• [Brief]: Return each line of the data that follows exactly as it reads.

[Referring expression data]

#####

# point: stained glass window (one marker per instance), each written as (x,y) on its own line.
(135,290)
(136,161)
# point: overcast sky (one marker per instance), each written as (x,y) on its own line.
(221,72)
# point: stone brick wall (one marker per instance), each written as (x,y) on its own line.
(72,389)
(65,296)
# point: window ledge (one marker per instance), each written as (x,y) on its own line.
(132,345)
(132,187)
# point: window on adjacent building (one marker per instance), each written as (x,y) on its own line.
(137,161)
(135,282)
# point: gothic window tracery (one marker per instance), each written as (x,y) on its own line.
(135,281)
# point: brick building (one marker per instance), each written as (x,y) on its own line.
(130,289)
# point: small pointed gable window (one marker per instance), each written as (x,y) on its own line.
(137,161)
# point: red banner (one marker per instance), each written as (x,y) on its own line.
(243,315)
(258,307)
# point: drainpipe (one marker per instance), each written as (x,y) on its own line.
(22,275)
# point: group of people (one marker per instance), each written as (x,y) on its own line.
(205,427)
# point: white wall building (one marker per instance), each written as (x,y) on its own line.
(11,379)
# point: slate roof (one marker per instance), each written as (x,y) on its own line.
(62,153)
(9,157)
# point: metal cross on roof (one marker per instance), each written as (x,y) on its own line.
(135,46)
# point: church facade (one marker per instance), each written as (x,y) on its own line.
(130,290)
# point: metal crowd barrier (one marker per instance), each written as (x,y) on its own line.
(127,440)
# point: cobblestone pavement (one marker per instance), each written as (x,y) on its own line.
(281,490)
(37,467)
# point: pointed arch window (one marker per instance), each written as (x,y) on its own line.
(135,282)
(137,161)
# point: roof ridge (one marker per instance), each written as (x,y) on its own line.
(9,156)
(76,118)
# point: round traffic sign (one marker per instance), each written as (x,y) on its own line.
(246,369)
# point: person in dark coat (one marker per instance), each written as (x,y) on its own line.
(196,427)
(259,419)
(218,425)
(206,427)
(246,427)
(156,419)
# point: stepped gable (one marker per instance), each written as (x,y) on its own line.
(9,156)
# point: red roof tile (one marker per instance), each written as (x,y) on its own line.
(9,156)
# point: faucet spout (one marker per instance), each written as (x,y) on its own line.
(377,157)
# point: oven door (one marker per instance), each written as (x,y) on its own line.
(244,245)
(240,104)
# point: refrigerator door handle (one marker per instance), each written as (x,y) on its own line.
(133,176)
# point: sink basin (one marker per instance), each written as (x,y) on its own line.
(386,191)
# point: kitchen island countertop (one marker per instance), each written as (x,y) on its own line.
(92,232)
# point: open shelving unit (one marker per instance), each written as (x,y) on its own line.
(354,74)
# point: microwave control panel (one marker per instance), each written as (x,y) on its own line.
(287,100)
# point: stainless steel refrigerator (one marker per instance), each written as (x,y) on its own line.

#####

• [Problem solution]:
# point: stained glass window (one marker per instance), each written as (x,y) on its own line.
(135,290)
(136,161)
# point: overcast sky (one marker per instance), each written as (x,y) on its own line.
(221,72)
# point: stone brick wall (one marker per instance), each written as (x,y) on its own line.
(72,389)
(65,296)
# point: window ledge (one marker per instance), each written as (x,y) on its own line.
(132,345)
(132,187)
# point: window on adjacent building (one marker per instance), each written as (x,y) on its own line.
(137,161)
(135,282)
# point: gothic window tracery (one marker per instance), each written as (x,y) on its own line.
(135,281)
# point: brick building (one marker per instance), each written as (x,y) on its own line.
(130,289)
# point: small pointed gable window (one marker per instance), each written as (x,y) on its own line.
(137,161)
# point: red banner (one marker per instance), each written as (x,y) on its own line.
(243,315)
(258,307)
# point: drainpipe (one marker per instance), each written as (x,y) on its own line.
(22,275)
# point: group of people (one marker per instance), each written as (x,y) on its own line.
(205,427)
# point: white wall building (one marker per instance), each written as (x,y) on its own line.
(11,379)
# point: slate roof (one marker per instance), each written as (x,y) on its own line.
(62,153)
(9,157)
# point: metal cross on roof (one marker per instance), each written as (x,y) on its own line.
(135,46)
# point: church facade (one marker per instance), each written as (x,y) on its own line.
(130,290)
# point: metal crowd barrier (one marker per instance), each written as (x,y) on its own line.
(127,440)
# point: cobblestone pavement (one marker per instance), each written as (x,y) on its own line.
(281,490)
(37,467)
# point: pointed arch window (one marker per instance), each written as (x,y) on its own line.
(135,282)
(137,161)
# point: roof ridge (one marker per instance), each written as (x,y) on its own line.
(9,156)
(76,118)
# point: round traffic sign (one marker per instance), each written as (x,y) on its own line.
(246,369)
# point: person in dark coat (one marker per instance), each written as (x,y) on its own line.
(196,427)
(259,419)
(218,425)
(206,427)
(246,427)
(156,419)
# point: stepped gable (one marker per instance), each written as (x,y) on its own line.
(9,156)
# point: red roof tile (one marker per instance), each written as (x,y) on its own line.
(9,156)
# point: faucet spout (one marker per instance), each written as (x,y) on its own line.
(377,157)
# point: oven door (one marker per instance), each written as (x,y) on its own line.
(244,245)
(240,104)
# point: refrigerator door handle (one marker per instance), each written as (x,y) on its own line.
(133,176)
# point: sink basin (one marker per instance), each written as (x,y) on its own line.
(386,191)
# point: kitchen island countertop (one marker per instance), each written as (x,y) on its own line.
(92,232)
# point: open shelving unit (one marker per instance), each written as (x,y) on its own line.
(354,74)
# point: microwave control panel (one marker per instance), each written as (x,y) on its own line.
(287,100)
# point: stainless steel refrigerator (one marker per instance), each written as (x,y) on its own line.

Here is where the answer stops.